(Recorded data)
□ □ □ □
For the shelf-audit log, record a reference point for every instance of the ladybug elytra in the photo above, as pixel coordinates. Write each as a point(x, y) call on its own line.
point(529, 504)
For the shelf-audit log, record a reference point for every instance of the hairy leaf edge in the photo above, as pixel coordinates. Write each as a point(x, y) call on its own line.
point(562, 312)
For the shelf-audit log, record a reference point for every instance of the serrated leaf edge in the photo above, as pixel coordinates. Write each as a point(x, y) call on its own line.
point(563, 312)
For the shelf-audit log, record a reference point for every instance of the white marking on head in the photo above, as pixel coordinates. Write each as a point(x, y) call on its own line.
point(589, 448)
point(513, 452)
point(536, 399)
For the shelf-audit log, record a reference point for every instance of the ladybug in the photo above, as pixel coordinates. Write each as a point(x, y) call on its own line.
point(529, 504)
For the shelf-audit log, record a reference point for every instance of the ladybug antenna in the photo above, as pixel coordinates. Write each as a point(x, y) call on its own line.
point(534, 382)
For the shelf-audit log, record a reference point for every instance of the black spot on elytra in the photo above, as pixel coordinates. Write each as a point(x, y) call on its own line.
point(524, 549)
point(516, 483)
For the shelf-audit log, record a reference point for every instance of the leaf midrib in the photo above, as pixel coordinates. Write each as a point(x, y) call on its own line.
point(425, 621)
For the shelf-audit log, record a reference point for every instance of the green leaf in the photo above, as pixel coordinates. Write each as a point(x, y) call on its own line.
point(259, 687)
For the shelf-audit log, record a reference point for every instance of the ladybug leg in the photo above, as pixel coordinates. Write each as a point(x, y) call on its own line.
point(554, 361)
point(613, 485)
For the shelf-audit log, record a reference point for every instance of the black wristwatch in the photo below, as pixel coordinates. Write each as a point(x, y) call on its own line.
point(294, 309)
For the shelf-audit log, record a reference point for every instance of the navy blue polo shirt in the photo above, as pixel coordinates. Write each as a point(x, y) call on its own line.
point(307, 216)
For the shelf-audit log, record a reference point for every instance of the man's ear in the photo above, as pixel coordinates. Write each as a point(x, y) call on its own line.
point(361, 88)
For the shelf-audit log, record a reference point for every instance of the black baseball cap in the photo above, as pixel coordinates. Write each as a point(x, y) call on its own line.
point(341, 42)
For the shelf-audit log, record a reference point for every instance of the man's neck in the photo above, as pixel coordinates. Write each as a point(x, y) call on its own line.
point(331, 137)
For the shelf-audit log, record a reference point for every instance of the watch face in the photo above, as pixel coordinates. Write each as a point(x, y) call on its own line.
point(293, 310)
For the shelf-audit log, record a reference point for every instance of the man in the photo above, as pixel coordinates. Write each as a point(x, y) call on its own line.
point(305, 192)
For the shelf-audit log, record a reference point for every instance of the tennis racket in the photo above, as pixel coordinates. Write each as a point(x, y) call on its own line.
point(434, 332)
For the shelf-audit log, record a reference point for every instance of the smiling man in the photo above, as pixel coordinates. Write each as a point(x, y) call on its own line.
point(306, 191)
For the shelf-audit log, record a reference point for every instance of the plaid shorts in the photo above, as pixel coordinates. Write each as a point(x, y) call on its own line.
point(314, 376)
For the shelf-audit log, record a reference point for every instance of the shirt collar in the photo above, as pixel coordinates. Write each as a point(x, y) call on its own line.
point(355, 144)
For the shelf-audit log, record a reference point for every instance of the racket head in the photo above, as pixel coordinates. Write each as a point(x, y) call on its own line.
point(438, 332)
□ □ □ □
Rewrite the entries above, renaming every "shelf-audit log" to "inventory log" and leaving everything else unchanged.

For the inventory log, record a reference point for every instance of the ladybug elytra in the photo above, as pixel coordinates. Write each as a point(x, y) call on its own line.
point(529, 504)
For the inventory log, record a reference point for every instance of the hairy leaf edge in the photo above, as pixel coordinates. Write each as a point(x, y) call on its own line.
point(562, 312)
For the inventory log, record a reference point for every instance of the serrated leaf edge in the photo above, as pixel coordinates. Write each as a point(x, y) call on its own line.
point(563, 312)
For the inventory log, record a reference point for every instance of the white marking on head in the photo above, as pixel coordinates. Write each as a point(x, y) call on its own line.
point(589, 448)
point(513, 452)
point(536, 399)
For the inventory log, record a reference point for every instance of the ladybug in the photo above, as pixel coordinates. Write each as a point(x, y) call on its own line.
point(529, 504)
For the inventory log, record a reference point for every instance of the ladybug antenna in the photo above, as pixel coordinates. Write each as a point(x, y) call on its own line.
point(534, 382)
For the inventory log, record a reference point for every instance of the black spot on elytra in the photo above, as pixel coordinates. Write each as a point(x, y) call on its own line.
point(524, 549)
point(516, 483)
For the inventory log, record a reference point for every instance of the leaf midrib in the photo above, as pixel coordinates. Write each as a point(x, y) call on its own line.
point(425, 621)
For the inventory log, record a reference point for every instance of the green leaf in the photo above, as pixel coordinates. Write each as a point(x, y) call on its own line.
point(259, 687)
For the inventory log, record a reference point for every instance of the ladybug leg in the photo above, as pixel coordinates. Write each as a point(x, y) call on its own line.
point(554, 361)
point(613, 485)
For the inventory log, record a reference point for every instance of the black wristwatch in the photo below, as pixel coordinates. Write each as a point(x, y) call on its own line.
point(294, 309)
For the inventory log, record a reference point for every instance of the navy blue polo shirt in the photo above, as pixel coordinates. Write each as a point(x, y) call on its own line.
point(307, 216)
For the inventory log, record a reference point for every instance of the man's ear in the photo above, as pixel coordinates. Write each as a point(x, y) call on its own line.
point(361, 88)
For the inventory log, record a reference point for every instance of the black baseball cap in the photo above, as pixel coordinates. Write each as a point(x, y) call on its own line.
point(341, 42)
For the inventory log, record a reference point for every instance of the man's neck in the photo above, as pixel coordinates. Write each as a point(x, y) call on its own line.
point(331, 137)
For the inventory log, record a reference point for every instance of the watch face in the photo above, as pixel coordinates. Write each as a point(x, y) call on its own line.
point(293, 310)
For the inventory log, record a reference point for every instance of the man in the photo above, as pixel coordinates. Write each as a point(x, y) call on its own line.
point(305, 192)
For the inventory log, record a reference point for every instance of the tennis racket in the photo above, as pixel coordinates. Write each as a point(x, y) call on its own line.
point(434, 332)
For the inventory log, record a reference point for every instance of the smiling man in the photo above, as pixel coordinates. Write each as a point(x, y) call on its own line.
point(306, 191)
For the inventory log, record a reference point for every instance of the plaid shorts in the photo above, as pixel coordinates. Write each as a point(x, y) call on its own line.
point(314, 376)
For the inventory log, record a reference point for every instance of the shirt collar in the photo above, as pixel coordinates. Write each as a point(x, y) call on its own line.
point(355, 144)
For the inventory log, record a reference point for every instance of the racket head in the photo above, as pixel coordinates. Write each as a point(x, y) call on its own line.
point(438, 332)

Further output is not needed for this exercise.